Tuesday, October 3, 2017

September Book Links: Correspondents' Choice

It's time for another post about other people's book selections that I don't physically own. Alphabetically by authors...Once again, images of books recommended by fellow Amazon Associates link to their Amazon referral links so that I'm not directly sabotaging their work. The Blogspot system moves those images to the middle of the screen while keeping my Amazon link images on the left, so if you click on a left-aligned picture you're supporting this web site...but of course you should click on the books you want!



(This one is being sold as a fundraiser for #HoustonFlood recovery efforts. Janice Dean had already written a first book about flash floods for beginning readers; according to her, it just happened to reach bookstores just as a flash flood reached a city full of book buyers...and are children's fiction publishers still sending authors the tip that the biggest regional market for children's books is Texas? She knew there was likely to be a flash flood somewhere, right around the time this book became available. She didn't know where, though, and cheers to her for donating the profits.)

Records for labeling and segmentation
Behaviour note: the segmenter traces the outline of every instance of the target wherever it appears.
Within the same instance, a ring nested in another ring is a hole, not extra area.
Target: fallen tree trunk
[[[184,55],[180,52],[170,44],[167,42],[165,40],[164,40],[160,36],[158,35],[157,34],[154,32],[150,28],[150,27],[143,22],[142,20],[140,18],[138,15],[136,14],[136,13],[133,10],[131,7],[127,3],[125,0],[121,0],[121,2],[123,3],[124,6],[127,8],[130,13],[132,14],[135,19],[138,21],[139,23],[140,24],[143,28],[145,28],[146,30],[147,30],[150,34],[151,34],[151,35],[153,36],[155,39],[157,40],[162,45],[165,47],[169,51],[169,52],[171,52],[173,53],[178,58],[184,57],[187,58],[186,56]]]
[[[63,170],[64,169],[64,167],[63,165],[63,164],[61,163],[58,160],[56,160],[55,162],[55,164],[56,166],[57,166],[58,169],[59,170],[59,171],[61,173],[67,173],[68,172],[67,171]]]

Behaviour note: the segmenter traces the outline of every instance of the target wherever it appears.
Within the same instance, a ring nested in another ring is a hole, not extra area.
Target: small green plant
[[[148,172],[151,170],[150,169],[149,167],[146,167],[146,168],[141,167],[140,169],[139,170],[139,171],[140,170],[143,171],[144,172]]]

BRIEF 1
Repeat the September book links post between "Tuesday, October 3, 2017" and "books you want!", inclusive, word for word.
BRIEF 2
Can you carry on with the September book links post, picking up right after its last sentence?
The material isn't needed for anything you're asked to do here.

EXERCISE RESPONSE 1
Tuesday, October 3, 2017

September Book Links: Correspondents' Choice

It's time for another post about other people's book selections that I don't physically own. Alphabetically by authors...Once again, images of books recommended by fellow Amazon Associates link to their Amazon referral links so that I'm not directly sabotaging their work. The Blogspot system moves those images to the middle of the screen while keeping my Amazon link images on the left, so if you click on a left-aligned picture you're supporting this web site...but of course you should click on the books you want!

EXERCISE RESPONSE 2
Recommended by Mudpie's Human here. (If the link doesn't go directly to that picture, search mochasmysteriesmeows.blogspot.com .) 
Amazon shows Felicity Ford's Knitsonik Stranded Colourwork Sourcebook as "currently unavailable." FF says a new edition will be available soon. In the U.K., at least, it can be purchased as a new book at http://knitsonik.bigcartel.com/ . Fairisle stitch, but anything but another book of traditional Fair Isle patterns.



Jerry Jenkins, co-creator of the Left Behind blockbuster series, wants everyone to know he's written a series of short, realistic mystery stories about a young woman who bonds with a young man as they solve mysteries together. These "books" were released as thirteen short novels and have been collected into two "volumes" of Kindle e-books.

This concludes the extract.